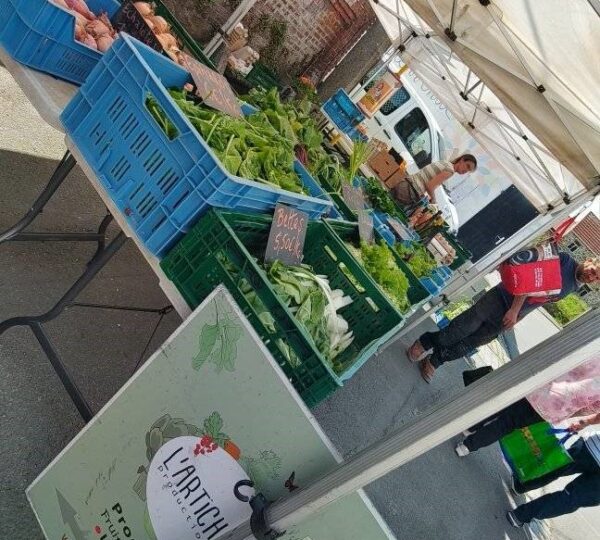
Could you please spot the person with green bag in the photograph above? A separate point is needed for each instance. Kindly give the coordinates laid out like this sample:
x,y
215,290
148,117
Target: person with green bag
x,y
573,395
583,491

= = = = =

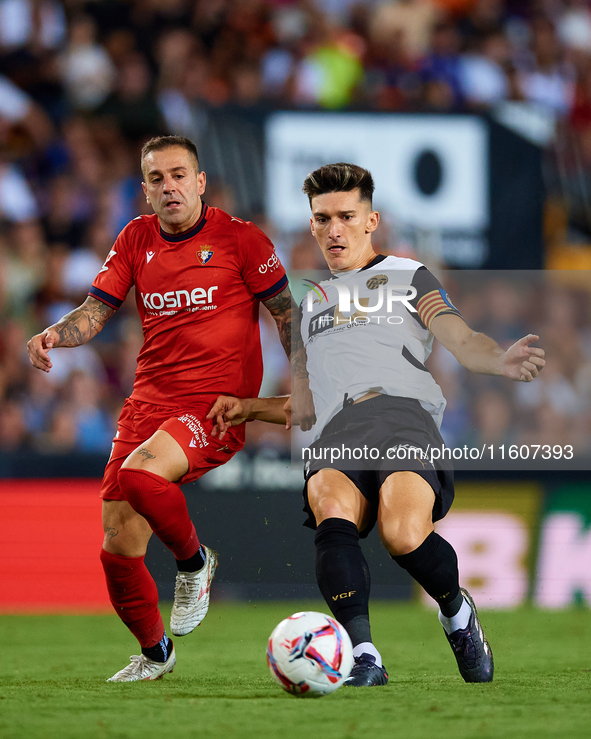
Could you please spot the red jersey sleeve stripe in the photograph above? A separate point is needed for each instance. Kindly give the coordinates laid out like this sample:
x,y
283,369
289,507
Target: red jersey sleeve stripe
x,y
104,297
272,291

= = = = =

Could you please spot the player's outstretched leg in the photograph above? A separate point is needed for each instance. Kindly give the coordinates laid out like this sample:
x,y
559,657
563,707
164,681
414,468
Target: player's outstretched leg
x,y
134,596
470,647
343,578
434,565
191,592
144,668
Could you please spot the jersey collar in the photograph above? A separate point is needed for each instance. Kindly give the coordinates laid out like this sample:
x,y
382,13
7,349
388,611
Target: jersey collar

= = = = =

The word "collar" may occur in lines of the data above; say how many lines hold it, giving only the number.

◆ Final answer:
2